━━━━━ SUPPLIED DATA ━━━━━

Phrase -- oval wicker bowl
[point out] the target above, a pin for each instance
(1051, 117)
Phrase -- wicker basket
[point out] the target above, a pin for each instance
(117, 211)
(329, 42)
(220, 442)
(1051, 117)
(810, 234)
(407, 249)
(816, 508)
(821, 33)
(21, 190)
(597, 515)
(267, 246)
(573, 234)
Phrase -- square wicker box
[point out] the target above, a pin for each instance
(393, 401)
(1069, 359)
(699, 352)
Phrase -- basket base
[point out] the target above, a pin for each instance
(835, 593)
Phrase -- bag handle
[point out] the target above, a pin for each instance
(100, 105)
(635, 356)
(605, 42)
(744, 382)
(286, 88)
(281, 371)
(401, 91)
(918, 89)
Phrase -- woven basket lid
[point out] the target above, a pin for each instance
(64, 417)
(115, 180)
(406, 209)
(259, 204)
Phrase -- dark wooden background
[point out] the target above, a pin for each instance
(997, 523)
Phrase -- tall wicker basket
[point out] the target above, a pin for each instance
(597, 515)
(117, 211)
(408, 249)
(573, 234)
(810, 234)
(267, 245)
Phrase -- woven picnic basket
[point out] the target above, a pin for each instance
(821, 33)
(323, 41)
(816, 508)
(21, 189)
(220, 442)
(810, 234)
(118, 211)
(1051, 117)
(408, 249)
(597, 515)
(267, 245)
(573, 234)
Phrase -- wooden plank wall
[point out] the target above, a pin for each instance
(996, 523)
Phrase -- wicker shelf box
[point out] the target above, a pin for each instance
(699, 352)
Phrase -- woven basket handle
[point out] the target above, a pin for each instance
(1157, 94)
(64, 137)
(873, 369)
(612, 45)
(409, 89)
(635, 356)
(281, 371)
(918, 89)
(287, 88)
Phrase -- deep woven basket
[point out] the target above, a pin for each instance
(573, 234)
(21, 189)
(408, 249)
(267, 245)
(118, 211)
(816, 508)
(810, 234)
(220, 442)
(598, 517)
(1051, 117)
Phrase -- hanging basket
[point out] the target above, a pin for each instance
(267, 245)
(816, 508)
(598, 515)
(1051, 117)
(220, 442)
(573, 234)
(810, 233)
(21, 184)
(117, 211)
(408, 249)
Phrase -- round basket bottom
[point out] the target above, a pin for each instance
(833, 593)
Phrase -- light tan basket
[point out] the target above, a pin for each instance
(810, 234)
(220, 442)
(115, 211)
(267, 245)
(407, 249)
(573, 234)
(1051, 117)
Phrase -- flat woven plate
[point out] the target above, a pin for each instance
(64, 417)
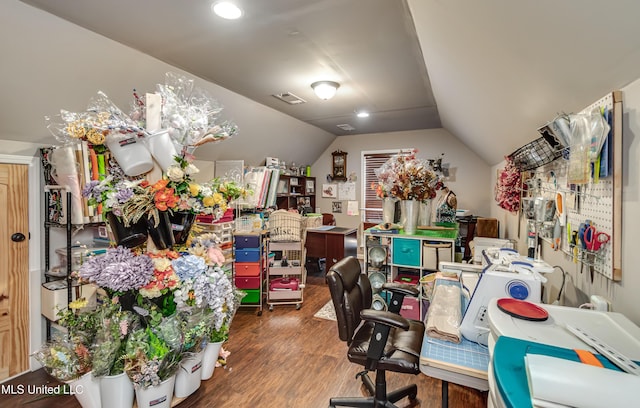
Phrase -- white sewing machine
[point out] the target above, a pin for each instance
(506, 274)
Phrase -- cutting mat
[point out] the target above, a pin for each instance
(467, 358)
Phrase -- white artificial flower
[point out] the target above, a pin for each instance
(175, 174)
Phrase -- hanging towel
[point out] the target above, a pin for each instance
(444, 316)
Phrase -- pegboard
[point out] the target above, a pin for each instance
(598, 200)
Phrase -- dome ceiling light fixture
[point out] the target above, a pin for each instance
(325, 89)
(227, 9)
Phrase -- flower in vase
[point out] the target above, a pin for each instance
(197, 198)
(406, 177)
(164, 278)
(111, 193)
(119, 270)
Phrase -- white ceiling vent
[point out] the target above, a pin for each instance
(290, 98)
(346, 127)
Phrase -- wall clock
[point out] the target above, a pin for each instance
(339, 165)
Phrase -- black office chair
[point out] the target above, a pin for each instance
(378, 340)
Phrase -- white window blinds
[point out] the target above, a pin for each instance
(372, 204)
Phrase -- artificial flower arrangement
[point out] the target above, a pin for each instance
(156, 308)
(507, 189)
(154, 305)
(194, 197)
(406, 177)
(69, 358)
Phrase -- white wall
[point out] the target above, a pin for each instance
(49, 64)
(624, 294)
(470, 174)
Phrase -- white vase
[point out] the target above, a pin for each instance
(410, 212)
(209, 359)
(188, 377)
(130, 153)
(87, 390)
(158, 396)
(162, 149)
(388, 210)
(116, 391)
(424, 218)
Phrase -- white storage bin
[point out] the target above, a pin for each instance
(433, 254)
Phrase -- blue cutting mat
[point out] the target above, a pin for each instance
(467, 354)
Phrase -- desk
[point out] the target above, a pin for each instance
(332, 244)
(465, 363)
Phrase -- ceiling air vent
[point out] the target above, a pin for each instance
(347, 127)
(290, 98)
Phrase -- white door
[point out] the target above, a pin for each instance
(14, 270)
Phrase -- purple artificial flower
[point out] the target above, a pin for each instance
(118, 269)
(123, 195)
(88, 190)
(189, 266)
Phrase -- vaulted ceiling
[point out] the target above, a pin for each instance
(489, 72)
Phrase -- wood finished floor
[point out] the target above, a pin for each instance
(284, 358)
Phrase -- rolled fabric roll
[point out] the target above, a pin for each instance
(65, 172)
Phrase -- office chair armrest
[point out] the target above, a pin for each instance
(387, 318)
(402, 288)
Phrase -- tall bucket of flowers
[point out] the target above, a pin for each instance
(111, 195)
(69, 359)
(195, 325)
(151, 361)
(412, 181)
(116, 388)
(207, 290)
(192, 198)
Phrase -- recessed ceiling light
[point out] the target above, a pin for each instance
(226, 9)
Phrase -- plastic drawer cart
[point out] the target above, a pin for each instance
(286, 276)
(249, 267)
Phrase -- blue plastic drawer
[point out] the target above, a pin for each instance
(247, 241)
(406, 251)
(248, 255)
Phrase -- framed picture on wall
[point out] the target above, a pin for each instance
(330, 191)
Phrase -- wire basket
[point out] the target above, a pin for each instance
(285, 226)
(311, 221)
(534, 154)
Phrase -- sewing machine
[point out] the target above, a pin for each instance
(509, 388)
(506, 274)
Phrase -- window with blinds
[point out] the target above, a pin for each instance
(371, 161)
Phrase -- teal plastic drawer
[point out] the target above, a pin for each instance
(406, 252)
(253, 296)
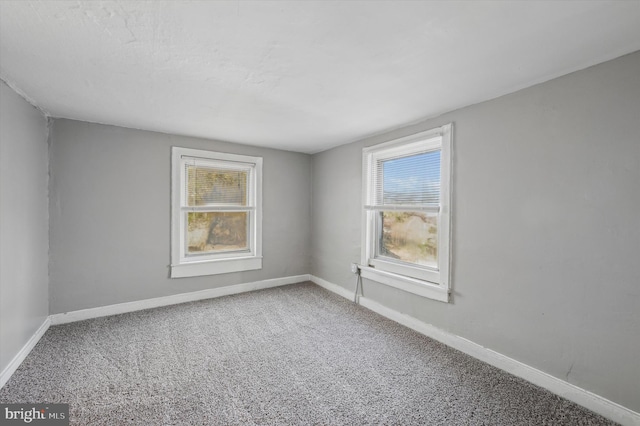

━━━━━

» EXERCISE REQUIREMENTS: Report how many lines in the items contain the string "cutting", matching case exactly. Give only the number.

» SOLUTION FOR THIS TASK: 2